## TASK OBJECTIVE
From the first line of the listing below through the line with "positive clicks: (64, 460)", transcribe exactly and skip the pictures.

## DATA FOR PROCESSING
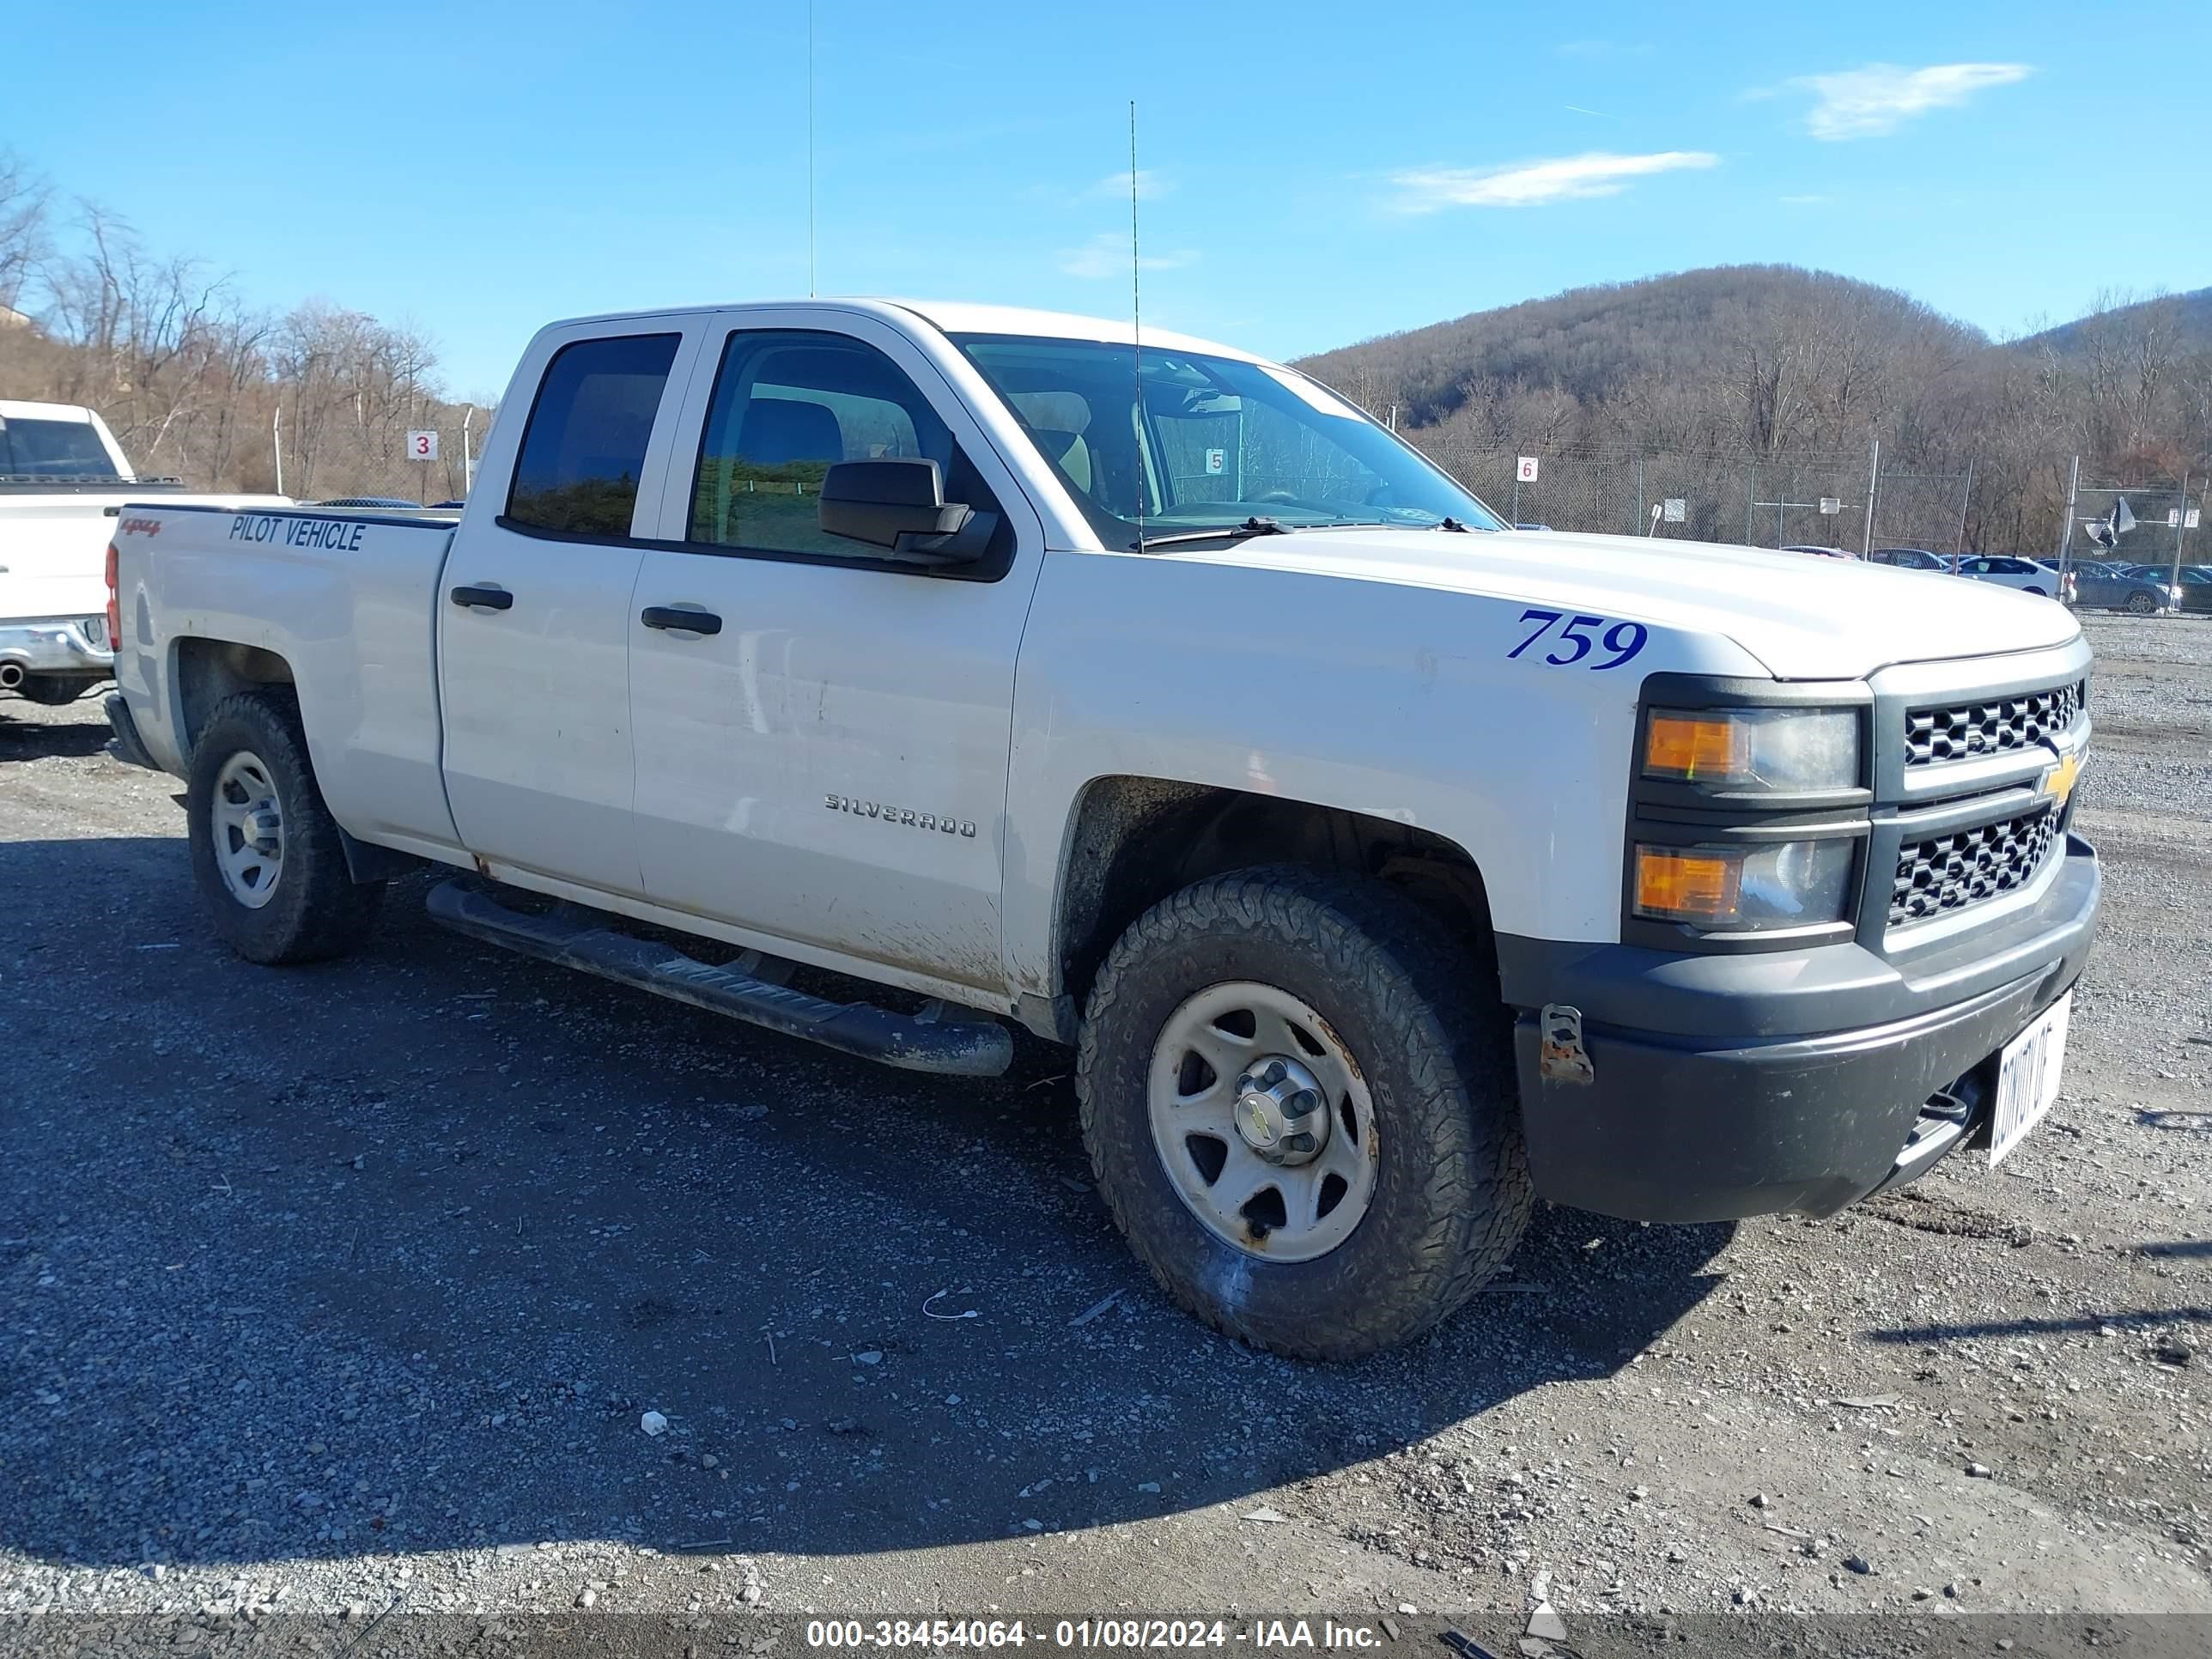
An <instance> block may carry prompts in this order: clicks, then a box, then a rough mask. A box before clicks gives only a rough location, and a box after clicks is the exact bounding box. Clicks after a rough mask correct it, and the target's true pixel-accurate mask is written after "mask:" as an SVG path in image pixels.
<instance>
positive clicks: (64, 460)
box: [0, 400, 290, 703]
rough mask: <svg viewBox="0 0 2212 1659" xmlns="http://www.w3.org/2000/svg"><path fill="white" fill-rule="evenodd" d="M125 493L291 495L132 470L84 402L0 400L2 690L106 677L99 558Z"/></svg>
mask: <svg viewBox="0 0 2212 1659" xmlns="http://www.w3.org/2000/svg"><path fill="white" fill-rule="evenodd" d="M126 500H161V502H170V504H177V502H221V504H230V507H246V504H276V507H288V504H290V502H288V500H285V498H283V495H190V493H186V491H184V489H181V487H179V484H175V482H173V480H164V478H150V480H148V478H137V476H135V473H133V471H131V462H128V460H124V451H122V449H119V447H117V442H115V434H111V431H108V427H106V422H104V420H102V418H100V416H97V414H93V411H91V409H82V407H77V405H73V403H11V400H0V692H15V695H18V697H29V699H31V701H38V703H69V701H75V699H77V697H82V695H84V692H86V690H88V688H91V686H95V684H100V681H102V679H106V677H108V670H111V666H113V653H111V646H108V619H106V611H104V604H106V582H104V580H102V568H100V564H102V557H104V553H106V549H108V544H111V542H113V540H115V520H117V515H119V513H122V504H124V502H126Z"/></svg>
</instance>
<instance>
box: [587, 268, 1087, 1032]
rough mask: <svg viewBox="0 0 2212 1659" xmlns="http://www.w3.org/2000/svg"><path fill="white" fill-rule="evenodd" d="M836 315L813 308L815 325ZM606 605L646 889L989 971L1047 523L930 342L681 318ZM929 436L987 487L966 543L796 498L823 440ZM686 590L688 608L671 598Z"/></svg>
mask: <svg viewBox="0 0 2212 1659" xmlns="http://www.w3.org/2000/svg"><path fill="white" fill-rule="evenodd" d="M827 321H834V325H832V327H825V323H827ZM688 403H690V409H688V414H686V420H684V431H686V434H701V436H699V438H697V442H695V445H692V451H690V453H686V456H681V458H679V460H677V462H675V465H672V469H670V476H668V500H666V507H664V520H661V544H659V546H655V549H650V551H648V553H646V557H644V568H641V573H639V582H637V604H635V606H633V617H630V628H633V633H630V712H633V723H635V730H637V845H639V858H641V865H644V883H646V894H648V896H650V898H655V900H659V902H664V905H672V907H677V909H686V911H695V914H701V916H712V918H717V920H726V922H734V925H741V927H750V929H757V931H763V933H772V936H776V938H781V940H792V942H801V945H814V947H818V949H823V951H834V953H838V956H854V958H863V960H869V962H876V964H883V967H889V969H902V971H907V973H911V975H918V978H929V980H949V982H958V984H971V987H982V989H993V991H1002V989H1004V967H1002V962H1000V867H1002V854H1004V847H1002V814H1004V805H1006V761H1009V748H1011V723H1013V666H1015V653H1018V648H1020V639H1022V622H1024V617H1026V613H1029V597H1031V593H1033V588H1035V582H1037V571H1040V564H1042V546H1044V531H1042V524H1040V520H1037V518H1035V513H1033V509H1031V507H1029V502H1026V498H1024V495H1022V493H1020V489H1018V484H1015V480H1013V473H1011V471H1009V469H1006V467H1004V465H1002V460H1000V458H998V456H995V451H993V449H991V445H989V440H987V438H984V434H982V431H980V427H978V425H975V422H973V418H971V416H969V411H967V407H964V405H962V403H960V398H958V396H956V394H953V392H951V387H949V383H947V380H945V376H942V374H940V372H938V369H936V365H933V363H931V361H929V358H927V356H925V354H922V352H920V349H918V347H916V345H914V343H911V341H909V338H905V336H902V334H900V332H898V330H894V327H889V325H887V323H883V321H876V319H867V316H836V319H832V314H825V312H821V310H810V312H787V314H779V312H770V310H763V312H745V314H734V316H728V319H726V321H723V323H721V325H719V327H717V330H714V334H712V336H710V338H708V341H706V343H703V347H701V354H699V367H697V372H695V376H692V389H690V400H688ZM872 456H894V458H898V456H925V458H931V460H936V462H938V465H940V471H942V478H945V498H947V500H964V502H967V504H971V507H975V509H978V511H991V513H1000V526H998V533H995V535H993V544H991V553H989V555H987V560H984V562H982V564H980V566H971V568H962V571H938V573H931V571H922V568H914V566H896V564H891V562H887V560H883V557H880V555H878V549H872V546H865V544H860V542H847V540H841V538H834V535H825V533H823V531H821V529H818V522H816V498H818V489H821V478H823V473H825V471H827V467H830V465H832V462H838V460H863V458H872ZM686 615H699V617H701V619H703V624H706V626H710V628H712V633H706V630H701V628H684V626H670V624H672V622H677V624H679V622H681V619H684V617H686Z"/></svg>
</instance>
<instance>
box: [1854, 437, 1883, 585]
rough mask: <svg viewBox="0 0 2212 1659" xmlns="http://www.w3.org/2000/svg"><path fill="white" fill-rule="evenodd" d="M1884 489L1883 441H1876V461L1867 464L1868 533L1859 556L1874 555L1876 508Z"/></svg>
mask: <svg viewBox="0 0 2212 1659" xmlns="http://www.w3.org/2000/svg"><path fill="white" fill-rule="evenodd" d="M1880 489H1882V440H1880V438H1876V440H1874V460H1869V462H1867V533H1865V540H1863V542H1860V546H1858V555H1860V557H1867V555H1871V553H1874V507H1876V498H1878V495H1880Z"/></svg>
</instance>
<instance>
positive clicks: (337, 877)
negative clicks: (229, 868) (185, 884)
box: [186, 686, 385, 964]
mask: <svg viewBox="0 0 2212 1659" xmlns="http://www.w3.org/2000/svg"><path fill="white" fill-rule="evenodd" d="M239 754H252V757H257V759H259V761H261V768H263V770H265V774H268V781H270V783H272V785H274V790H276V796H274V799H276V805H279V814H281V818H283V858H281V869H279V874H276V878H274V883H272V891H270V896H268V900H265V902H261V905H259V907H254V905H248V902H243V900H241V898H239V896H237V894H234V891H232V889H230V885H228V883H226V878H223V872H221V865H219V860H217V841H219V836H221V834H223V832H221V827H219V825H217V821H215V796H217V781H219V779H221V776H223V768H226V765H228V763H230V761H232V759H234V757H239ZM186 823H188V832H190V847H192V880H195V883H197V885H199V896H201V900H204V902H206V905H208V911H210V916H212V920H215V931H217V933H221V936H223V942H226V945H230V949H234V951H237V953H239V956H243V958H246V960H248V962H272V964H274V962H321V960H327V958H332V956H343V953H345V951H352V949H354V947H356V945H361V940H363V938H367V933H369V929H372V927H374V925H376V911H378V909H380V907H383V896H385V885H383V883H380V880H378V883H356V880H354V876H352V872H349V869H347V865H345V843H343V836H341V832H338V823H336V821H334V818H332V816H330V807H325V805H323V792H321V790H319V787H316V783H314V763H312V761H310V759H307V734H305V730H303V728H301V723H299V699H296V697H294V692H292V690H290V688H288V686H263V688H261V690H252V692H241V695H237V697H228V699H223V701H221V703H217V706H215V710H212V712H210V714H208V721H206V726H204V728H201V732H199V741H197V743H192V765H190V772H188V774H186Z"/></svg>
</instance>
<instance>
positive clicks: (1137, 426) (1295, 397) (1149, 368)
mask: <svg viewBox="0 0 2212 1659" xmlns="http://www.w3.org/2000/svg"><path fill="white" fill-rule="evenodd" d="M953 343H956V345H958V347H960V349H962V352H964V354H967V358H969V363H973V365H975V369H978V372H980V374H982V378H984V380H989V383H991V389H993V392H998V396H1000V398H1004V403H1006V407H1009V409H1011V411H1013V416H1015V420H1020V422H1022V427H1024V429H1026V431H1029V436H1031V438H1033V440H1035V442H1037V449H1040V451H1042V453H1044V458H1046V460H1048V462H1051V465H1053V469H1055V471H1057V473H1060V480H1062V482H1064V484H1066V487H1068V489H1071V491H1073V495H1075V500H1077V502H1079V504H1082V509H1084V515H1086V518H1088V520H1091V524H1093V529H1095V531H1097V533H1099V540H1102V542H1106V546H1135V544H1137V524H1139V518H1141V522H1144V535H1146V540H1152V538H1159V535H1179V533H1190V531H1210V529H1219V531H1221V533H1230V531H1234V529H1237V526H1243V524H1245V520H1252V518H1261V520H1274V524H1279V526H1281V529H1290V531H1298V529H1310V526H1323V524H1396V526H1402V529H1436V526H1440V524H1444V520H1451V522H1453V524H1460V526H1467V529H1473V531H1498V529H1504V522H1502V520H1500V518H1498V515H1495V513H1493V511H1491V509H1486V507H1484V504H1482V502H1478V500H1475V498H1473V495H1469V493H1467V491H1464V489H1460V487H1458V484H1455V482H1451V478H1449V476H1447V473H1442V471H1440V469H1438V467H1436V465H1431V462H1429V460H1427V458H1425V456H1420V453H1418V451H1416V449H1411V447H1407V445H1405V442H1400V440H1398V438H1396V436H1391V434H1389V431H1385V429H1383V427H1378V425H1376V422H1374V420H1369V418H1367V416H1365V414H1360V411H1358V409H1354V407H1352V405H1349V403H1345V400H1343V398H1338V396H1336V394H1334V392H1329V389H1327V387H1323V385H1321V383H1316V380H1310V378H1307V376H1303V374H1296V372H1294V369H1279V367H1272V365H1263V363H1241V361H1237V358H1223V356H1201V354H1194V352H1177V349H1161V347H1150V345H1146V347H1141V349H1139V347H1130V345H1106V343H1099V341H1057V338H1026V336H1002V334H956V336H953ZM1139 385H1141V387H1144V396H1141V409H1139V394H1137V387H1139Z"/></svg>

## RESPONSE BOX
An <instance> block may carry prompts in this order: clicks, then a box, then a rough mask. A box before clicks gives only a rough location, and a box after clicks is the exact bounding box. Clicks after a rough mask correct it, and the target's true pixel-accurate mask is written after "mask:" as an SVG path in image pixels.
<instance>
positive clicks: (64, 460)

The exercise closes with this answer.